## Excerpt to read
════
Although drive-through is a preferred model to maintain social distancing, the higher investment required in building driveways and other infrastructure makes it unattractive. Chained QSRs are thus exploring the curbside pickup model to manage cost while expanding the takeaway/pickup channel.
We have seen that like-for-like sales at stores have come down by ~10% on average in the well-managed countries such as Thailand and Malaysia (see Figure 6 as an example). While this does not seem like an existential impact for a business, it could render some food retail stores unviable. Store profitability is highly demand sensitive, and profits are estimated to have declined by nearly 50% due to the 10% drop in sales and increases in costs due to deliveries. This is because of the nature of operations, which involve significant fixed and/or semi-fixed costs.
While there have been some cost savings through layoffs, the consumer move toward deliveries has increased order fulfillment costs, since stores need to either maintain a delivery fleet or pay high commissions to third-party aggregators.
The cumulative impact of reduced revenues and the change in channel mix is estimated to have reduced average store-level margins from 12%-15% to 6%-8% currently, a 50% profit reduction.
════
## Record set
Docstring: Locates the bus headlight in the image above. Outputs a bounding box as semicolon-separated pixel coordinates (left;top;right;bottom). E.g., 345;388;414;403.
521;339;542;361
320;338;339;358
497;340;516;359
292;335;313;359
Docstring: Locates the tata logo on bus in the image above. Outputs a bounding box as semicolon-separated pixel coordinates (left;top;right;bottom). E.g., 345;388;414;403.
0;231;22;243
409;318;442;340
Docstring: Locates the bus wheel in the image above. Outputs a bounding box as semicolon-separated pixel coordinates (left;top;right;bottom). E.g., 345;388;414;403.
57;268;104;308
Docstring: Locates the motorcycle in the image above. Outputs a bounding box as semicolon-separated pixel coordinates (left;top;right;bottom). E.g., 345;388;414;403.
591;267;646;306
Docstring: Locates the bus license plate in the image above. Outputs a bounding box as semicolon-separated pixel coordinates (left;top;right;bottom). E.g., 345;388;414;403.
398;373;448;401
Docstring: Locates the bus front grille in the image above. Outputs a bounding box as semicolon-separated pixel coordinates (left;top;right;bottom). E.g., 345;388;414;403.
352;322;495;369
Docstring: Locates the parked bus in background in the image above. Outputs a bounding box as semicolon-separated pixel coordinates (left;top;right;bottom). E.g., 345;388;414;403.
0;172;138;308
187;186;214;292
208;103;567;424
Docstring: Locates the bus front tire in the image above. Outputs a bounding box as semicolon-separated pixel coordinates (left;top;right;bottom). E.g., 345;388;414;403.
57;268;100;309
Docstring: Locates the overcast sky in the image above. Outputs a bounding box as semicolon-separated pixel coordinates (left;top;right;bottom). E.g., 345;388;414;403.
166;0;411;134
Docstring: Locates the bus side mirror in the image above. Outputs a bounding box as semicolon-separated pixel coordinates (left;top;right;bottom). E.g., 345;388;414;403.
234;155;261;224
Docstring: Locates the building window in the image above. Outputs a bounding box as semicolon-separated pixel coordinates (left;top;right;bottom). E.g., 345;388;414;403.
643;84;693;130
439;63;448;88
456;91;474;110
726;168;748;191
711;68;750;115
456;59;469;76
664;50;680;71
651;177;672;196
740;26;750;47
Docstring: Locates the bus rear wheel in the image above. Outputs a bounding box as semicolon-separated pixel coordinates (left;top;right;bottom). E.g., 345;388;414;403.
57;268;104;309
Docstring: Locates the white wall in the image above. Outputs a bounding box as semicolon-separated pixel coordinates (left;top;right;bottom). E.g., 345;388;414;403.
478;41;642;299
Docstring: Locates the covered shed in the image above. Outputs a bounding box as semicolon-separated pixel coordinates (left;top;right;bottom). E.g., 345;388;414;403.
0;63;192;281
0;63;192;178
════
## List of tasks
(a) Translate this sentence from the excerpt on restaurant store economics into Spanish: "The cumulative impact of reduced revenues and the change in channel mix is estimated to have reduced average store-level margins from 12%-15% to 6%-8% currently, a 50% profit reduction."
(b) Write the next paragraph of the excerpt on restaurant store economics, picking up after its final sentence.

## Answers by task
(a) Se estima que el impacto acumulado de la reducción de los ingresos y del cambio en la combinación de canales ha reducido los márgenes promedio a nivel de tienda del 12%-15% al 6%-8% en la actualidad, una reducción del 50% en las ganancias.

(b)
Levers to manage profitability
Large, chained QSR franchisees were able to negotiate rent reductions of ~30%-50%, particularly in areas where demand has been significantly impacted. This is an important lever, considering that to maintain a 12.5% margin, a store needs to reduce rental cost by approximately 30% for a 10% decrease in revenue.
Labor cost reduction
Chained QSRs can manage profitability by reducing labor cost in line with reduction in dine-in demand. To maintain margins at 12.5%, an approximately 20% reduction in labor cost is required for a 10% revenue reduction.
Reduction in royalties
A few large, chained QSRs have selectively provided relief on royalty payouts in addition to providing financing support to franchisees. Relief on contractual planned spend is also under consideration by some.
Marketing and remodeling cost
Franchisees are mandated to undertake minimum marketing spend and periodic store remodeling. Some providers are allowing franchisees to spend less on advertising than is stipulated in franchise contracts. A longer remodeling cycle is also being considered by certain providers to manage costs, given the evolving channel mix.
Challenges to manage profitability
Maintenance/other operating expenses
Maintenance of facilities and equipment is a significant overhead cost that cannot be reduced. More-intense cleaning requirements; less seating capacity, especially during peaks; enforcing social distancing rules; etc., have in fact added to costs.
Aggregator commissions and delivery costs
The shift from dine-in to delivery orders has increased commissions/delivery costs without any meaningful increase in revenue. The dependencies on aggregators will not decrease until stores can develop their own delivery capabilities and proprietary ordering platforms.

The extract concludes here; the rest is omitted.